Pull every line out of the records below and reproduce each one character for character.

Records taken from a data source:
══════
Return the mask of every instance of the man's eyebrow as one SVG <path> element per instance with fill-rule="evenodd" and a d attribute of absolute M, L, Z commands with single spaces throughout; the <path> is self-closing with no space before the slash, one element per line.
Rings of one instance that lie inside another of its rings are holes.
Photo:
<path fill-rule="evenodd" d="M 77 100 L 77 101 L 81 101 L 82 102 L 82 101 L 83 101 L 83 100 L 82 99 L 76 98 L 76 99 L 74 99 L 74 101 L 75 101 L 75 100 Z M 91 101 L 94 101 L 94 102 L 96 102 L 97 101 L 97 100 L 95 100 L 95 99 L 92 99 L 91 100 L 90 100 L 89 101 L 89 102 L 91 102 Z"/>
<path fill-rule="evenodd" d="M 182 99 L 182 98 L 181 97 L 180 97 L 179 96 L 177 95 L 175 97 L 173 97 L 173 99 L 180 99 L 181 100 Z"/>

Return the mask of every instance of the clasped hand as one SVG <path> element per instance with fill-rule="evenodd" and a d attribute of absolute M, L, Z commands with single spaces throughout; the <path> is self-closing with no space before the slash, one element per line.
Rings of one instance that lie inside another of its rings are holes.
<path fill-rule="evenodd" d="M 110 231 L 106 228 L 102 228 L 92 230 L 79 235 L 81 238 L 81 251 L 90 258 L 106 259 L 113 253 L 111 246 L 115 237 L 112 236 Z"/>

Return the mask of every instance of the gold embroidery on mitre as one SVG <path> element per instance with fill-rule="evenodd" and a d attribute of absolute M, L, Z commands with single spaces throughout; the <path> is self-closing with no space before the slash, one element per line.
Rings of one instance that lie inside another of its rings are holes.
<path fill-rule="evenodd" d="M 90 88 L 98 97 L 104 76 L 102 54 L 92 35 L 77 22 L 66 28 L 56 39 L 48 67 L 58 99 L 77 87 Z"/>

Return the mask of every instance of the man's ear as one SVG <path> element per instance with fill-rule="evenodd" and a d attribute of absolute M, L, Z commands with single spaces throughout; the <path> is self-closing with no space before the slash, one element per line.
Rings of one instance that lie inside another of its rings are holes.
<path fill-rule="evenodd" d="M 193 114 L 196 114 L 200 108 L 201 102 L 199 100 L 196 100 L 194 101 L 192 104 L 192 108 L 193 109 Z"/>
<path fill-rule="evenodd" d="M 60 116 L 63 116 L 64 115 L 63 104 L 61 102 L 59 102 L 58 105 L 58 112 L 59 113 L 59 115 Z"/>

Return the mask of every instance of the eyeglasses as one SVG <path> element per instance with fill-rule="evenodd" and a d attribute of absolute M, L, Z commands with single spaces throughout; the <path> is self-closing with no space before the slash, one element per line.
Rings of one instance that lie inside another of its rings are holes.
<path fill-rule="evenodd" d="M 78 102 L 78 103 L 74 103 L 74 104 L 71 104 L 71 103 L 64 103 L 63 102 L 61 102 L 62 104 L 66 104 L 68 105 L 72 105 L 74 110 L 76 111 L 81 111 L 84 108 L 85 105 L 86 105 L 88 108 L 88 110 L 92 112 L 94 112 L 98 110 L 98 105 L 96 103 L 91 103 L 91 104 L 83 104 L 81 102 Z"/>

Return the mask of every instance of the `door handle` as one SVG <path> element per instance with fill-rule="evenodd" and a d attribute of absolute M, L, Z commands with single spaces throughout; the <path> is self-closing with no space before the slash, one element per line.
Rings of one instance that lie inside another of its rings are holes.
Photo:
══════
> **FINISHED TASK**
Return the mask of every instance of the man's eyebrow as one SVG <path> element per instance with fill-rule="evenodd" and a d attribute of absolute M, L, Z commands with single spaces throughout; the <path> is self-closing with no space before the slash, one element per line.
Rings of one instance that lie inside another of its rings are holes.
Photo:
<path fill-rule="evenodd" d="M 77 100 L 77 101 L 81 101 L 82 102 L 82 101 L 83 101 L 83 100 L 82 99 L 76 98 L 76 99 L 74 99 L 74 101 L 75 101 L 75 100 Z M 91 101 L 94 101 L 94 102 L 96 102 L 97 101 L 97 100 L 95 100 L 95 99 L 92 99 L 91 100 L 90 100 L 89 101 L 89 102 L 91 102 Z"/>
<path fill-rule="evenodd" d="M 182 99 L 182 98 L 181 97 L 180 97 L 179 96 L 177 95 L 175 97 L 173 97 L 173 99 L 180 99 L 181 100 Z"/>

Return the mask of every instance of the clasped hand as one SVG <path> element per instance with fill-rule="evenodd" and a d attribute of absolute M, L, Z commands with single spaces throughout; the <path> is self-closing with no space before the slash, one element per line.
Rings of one instance that lie inside another of its rings are holes.
<path fill-rule="evenodd" d="M 110 231 L 106 228 L 102 228 L 92 230 L 79 235 L 81 238 L 81 251 L 90 258 L 106 259 L 113 253 L 111 246 L 115 237 L 112 236 Z"/>

Return the mask of every instance of the gold embroidery on mitre as one SVG <path> element per instance with fill-rule="evenodd" and a d attribute of absolute M, L, Z commands with single spaces throughout; the <path> is self-closing with no space before the slash, one element per line.
Rings of one instance that lie inside another of its rings are holes.
<path fill-rule="evenodd" d="M 90 88 L 98 97 L 104 76 L 102 54 L 92 35 L 77 22 L 66 28 L 56 39 L 48 67 L 58 99 L 77 87 Z"/>

Return the mask of every instance of the man's ear as one SVG <path> element per instance with fill-rule="evenodd" and a d attribute of absolute M, L, Z commands with single spaces throughout; the <path> is self-closing with no space before the slash, one element per line.
Rings of one instance that lie inside another of its rings are holes.
<path fill-rule="evenodd" d="M 193 114 L 196 114 L 200 108 L 201 102 L 199 100 L 196 100 L 194 101 L 192 104 L 192 108 L 193 109 Z"/>
<path fill-rule="evenodd" d="M 60 116 L 63 116 L 64 115 L 63 104 L 61 102 L 59 102 L 58 105 L 58 112 L 59 113 L 59 115 Z"/>

Return the mask of every instance of the eyeglasses as one SVG <path> element per instance with fill-rule="evenodd" and a d attribute of absolute M, L, Z commands with single spaces throughout; the <path> is self-closing with no space before the slash, one element per line.
Rings of one instance that lie inside another of its rings are holes.
<path fill-rule="evenodd" d="M 78 102 L 78 103 L 74 103 L 74 104 L 71 104 L 71 103 L 64 103 L 63 102 L 61 102 L 62 104 L 66 104 L 68 105 L 72 105 L 74 110 L 76 111 L 81 111 L 84 108 L 85 105 L 86 105 L 88 108 L 88 110 L 92 112 L 94 112 L 98 110 L 98 105 L 96 103 L 91 103 L 91 104 L 83 104 L 81 102 Z"/>

Return the mask of every instance of the `door handle` as one SVG <path> element per instance with fill-rule="evenodd" and a d attribute of absolute M, L, Z commands with single spaces throughout; the <path> is self-closing with no space before the slash, one element per line.
Rings of one instance that lie inside another of its rings are holes.
Photo:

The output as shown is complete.